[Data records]
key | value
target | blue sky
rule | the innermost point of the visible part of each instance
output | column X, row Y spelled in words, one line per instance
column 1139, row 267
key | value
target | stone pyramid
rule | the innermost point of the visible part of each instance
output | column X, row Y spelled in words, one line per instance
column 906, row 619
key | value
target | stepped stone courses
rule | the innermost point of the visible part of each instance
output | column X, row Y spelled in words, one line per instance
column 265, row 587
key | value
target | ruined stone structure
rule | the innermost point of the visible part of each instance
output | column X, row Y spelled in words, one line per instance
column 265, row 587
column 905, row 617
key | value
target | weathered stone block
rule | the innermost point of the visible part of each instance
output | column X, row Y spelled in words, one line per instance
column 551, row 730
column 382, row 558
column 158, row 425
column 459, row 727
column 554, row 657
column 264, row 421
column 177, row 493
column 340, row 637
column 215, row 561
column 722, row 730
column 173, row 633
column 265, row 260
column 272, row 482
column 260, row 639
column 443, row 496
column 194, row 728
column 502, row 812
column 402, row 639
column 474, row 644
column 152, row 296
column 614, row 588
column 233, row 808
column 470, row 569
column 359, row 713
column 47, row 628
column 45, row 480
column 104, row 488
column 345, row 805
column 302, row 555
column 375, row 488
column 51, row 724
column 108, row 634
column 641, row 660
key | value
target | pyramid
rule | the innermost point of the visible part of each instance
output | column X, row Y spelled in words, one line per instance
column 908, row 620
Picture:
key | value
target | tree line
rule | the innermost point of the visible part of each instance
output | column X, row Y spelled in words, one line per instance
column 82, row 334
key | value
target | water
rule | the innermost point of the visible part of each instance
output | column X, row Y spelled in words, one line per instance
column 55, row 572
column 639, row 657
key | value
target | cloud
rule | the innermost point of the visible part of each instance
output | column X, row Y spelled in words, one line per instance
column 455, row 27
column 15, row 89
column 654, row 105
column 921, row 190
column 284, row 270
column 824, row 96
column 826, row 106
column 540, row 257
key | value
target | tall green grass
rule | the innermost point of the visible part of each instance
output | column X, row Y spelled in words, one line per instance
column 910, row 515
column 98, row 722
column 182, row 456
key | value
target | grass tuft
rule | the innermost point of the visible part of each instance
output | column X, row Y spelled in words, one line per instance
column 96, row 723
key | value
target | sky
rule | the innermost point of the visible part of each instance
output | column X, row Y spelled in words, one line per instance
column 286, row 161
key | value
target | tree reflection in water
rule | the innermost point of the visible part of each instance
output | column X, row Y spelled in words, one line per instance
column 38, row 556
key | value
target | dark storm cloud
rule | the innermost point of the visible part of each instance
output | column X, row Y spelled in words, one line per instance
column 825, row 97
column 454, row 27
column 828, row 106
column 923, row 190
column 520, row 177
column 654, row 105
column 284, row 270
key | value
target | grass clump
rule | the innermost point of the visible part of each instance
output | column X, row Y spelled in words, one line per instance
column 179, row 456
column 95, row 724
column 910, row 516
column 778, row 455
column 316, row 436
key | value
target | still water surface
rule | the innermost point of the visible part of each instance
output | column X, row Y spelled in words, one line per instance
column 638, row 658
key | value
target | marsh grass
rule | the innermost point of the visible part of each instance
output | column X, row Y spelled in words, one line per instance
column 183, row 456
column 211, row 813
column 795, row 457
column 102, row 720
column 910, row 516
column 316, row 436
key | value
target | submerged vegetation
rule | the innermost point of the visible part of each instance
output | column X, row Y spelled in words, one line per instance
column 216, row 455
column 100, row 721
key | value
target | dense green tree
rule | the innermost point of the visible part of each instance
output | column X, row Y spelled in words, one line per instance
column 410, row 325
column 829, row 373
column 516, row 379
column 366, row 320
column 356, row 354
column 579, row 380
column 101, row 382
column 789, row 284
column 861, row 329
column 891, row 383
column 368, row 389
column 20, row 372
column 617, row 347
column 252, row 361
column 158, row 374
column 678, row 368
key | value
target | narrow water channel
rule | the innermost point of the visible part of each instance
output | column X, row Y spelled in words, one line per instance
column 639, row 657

→ Job:
Render every line of the items above as a JSON list of strings, with one string per line and any blank lines left out.

→ Task answer:
[
  "key | value",
  "target | blue sky",
  "rule | the innermost point of the visible part of each instance",
  "output | column X, row Y spelled in words, one line per instance",
  "column 1139, row 267",
  "key | value",
  "target | stone pyramid",
  "rule | the innermost point of the visible part of each instance",
  "output | column X, row Y spelled in words, one line per instance",
  "column 906, row 619",
  "key | value",
  "target | stepped stone courses",
  "rule | the innermost point of the visible part of each instance",
  "output | column X, row Y spelled in words, one line per instance",
  "column 265, row 587",
  "key | value",
  "target | ruined stone structure",
  "rule | the innermost point of the visible part of each instance",
  "output | column X, row Y spelled in words, one line per instance",
  "column 265, row 587",
  "column 905, row 617",
  "key | value",
  "target | weathered stone block",
  "rule | the innermost point of the visible part of each instance",
  "output | column X, row Y spelled in words, one line per instance",
  "column 551, row 730",
  "column 382, row 558",
  "column 158, row 425",
  "column 459, row 727",
  "column 554, row 657",
  "column 264, row 421",
  "column 177, row 493",
  "column 340, row 637",
  "column 215, row 561",
  "column 722, row 730",
  "column 173, row 633",
  "column 265, row 260",
  "column 272, row 482",
  "column 260, row 639",
  "column 443, row 496",
  "column 194, row 728",
  "column 502, row 812",
  "column 402, row 639",
  "column 474, row 644",
  "column 152, row 296",
  "column 614, row 588",
  "column 233, row 808",
  "column 470, row 569",
  "column 359, row 713",
  "column 47, row 628",
  "column 45, row 480",
  "column 104, row 488",
  "column 345, row 805",
  "column 302, row 555",
  "column 375, row 488",
  "column 51, row 724",
  "column 108, row 634",
  "column 641, row 660",
  "key | value",
  "target | pyramid",
  "rule | the innermost point of the visible part of each instance",
  "output | column X, row Y spelled in words, one line per instance",
  "column 908, row 620",
  "Picture:",
  "key | value",
  "target | tree line",
  "rule | the innermost point of the visible part of each instance",
  "output | column X, row Y spelled in words, one line per instance",
  "column 82, row 334",
  "key | value",
  "target | water",
  "rule | the innermost point of the visible part of each instance",
  "output | column X, row Y spelled in words, one line per instance",
  "column 55, row 572",
  "column 639, row 657",
  "key | value",
  "target | cloud",
  "rule | the innermost point of the visible part of each instance",
  "output | column X, row Y spelled in words, one line per instance",
  "column 455, row 27",
  "column 15, row 89",
  "column 654, row 105",
  "column 921, row 190",
  "column 284, row 270",
  "column 824, row 96",
  "column 826, row 106",
  "column 540, row 257",
  "key | value",
  "target | tall green grass",
  "rule | the innermost point of the visible part of each instance",
  "output | column X, row Y spelled in words, one line per instance",
  "column 910, row 515",
  "column 98, row 722",
  "column 182, row 456",
  "key | value",
  "target | grass tuft",
  "rule | the innermost point of the visible part of each instance",
  "output | column X, row Y spelled in words, one line per instance",
  "column 96, row 723",
  "key | value",
  "target | sky",
  "rule | the innermost point of the visible part of each instance",
  "output | column X, row Y spelled in words, one line per instance",
  "column 286, row 161",
  "key | value",
  "target | tree reflection in water",
  "rule | the innermost point of the visible part of each instance",
  "output | column X, row Y spelled in words, one line per instance",
  "column 38, row 556",
  "key | value",
  "target | dark storm cloud",
  "rule | the innermost point of the visible part of each instance",
  "output | column X, row Y spelled in words, one line per instance",
  "column 825, row 97",
  "column 454, row 27",
  "column 828, row 106",
  "column 923, row 190",
  "column 520, row 177",
  "column 654, row 105",
  "column 284, row 270",
  "key | value",
  "target | grass clump",
  "rule | the innermost point of the visible part of each instance",
  "output | column X, row Y spelled in words, one line per instance",
  "column 179, row 456",
  "column 95, row 724",
  "column 910, row 516",
  "column 778, row 455",
  "column 316, row 436",
  "key | value",
  "target | still water surface",
  "rule | the innermost point of the visible part of each instance",
  "output | column X, row Y spelled in words, one line per instance",
  "column 638, row 658",
  "key | value",
  "target | marsh grass",
  "rule | the innermost point of the visible part of each instance",
  "output | column X, row Y spelled in words, one line per instance",
  "column 183, row 456",
  "column 211, row 813",
  "column 795, row 457",
  "column 102, row 720",
  "column 910, row 516",
  "column 316, row 436",
  "key | value",
  "target | submerged vegetation",
  "rule | the innermost point of the visible part of each instance",
  "output | column X, row Y spelled in words, one line per instance",
  "column 216, row 455",
  "column 100, row 721",
  "key | value",
  "target | dense green tree",
  "rule | the innermost point of the visible part of each instance",
  "output | column X, row Y spelled in words, one line per instance",
  "column 410, row 325",
  "column 829, row 373",
  "column 516, row 379",
  "column 366, row 320",
  "column 356, row 354",
  "column 579, row 380",
  "column 101, row 382",
  "column 789, row 284",
  "column 861, row 329",
  "column 891, row 383",
  "column 368, row 389",
  "column 20, row 372",
  "column 617, row 347",
  "column 252, row 361",
  "column 158, row 374",
  "column 678, row 368",
  "key | value",
  "target | narrow water channel",
  "rule | the innermost point of the visible part of each instance",
  "output | column X, row Y spelled in words, one line per instance",
  "column 639, row 657"
]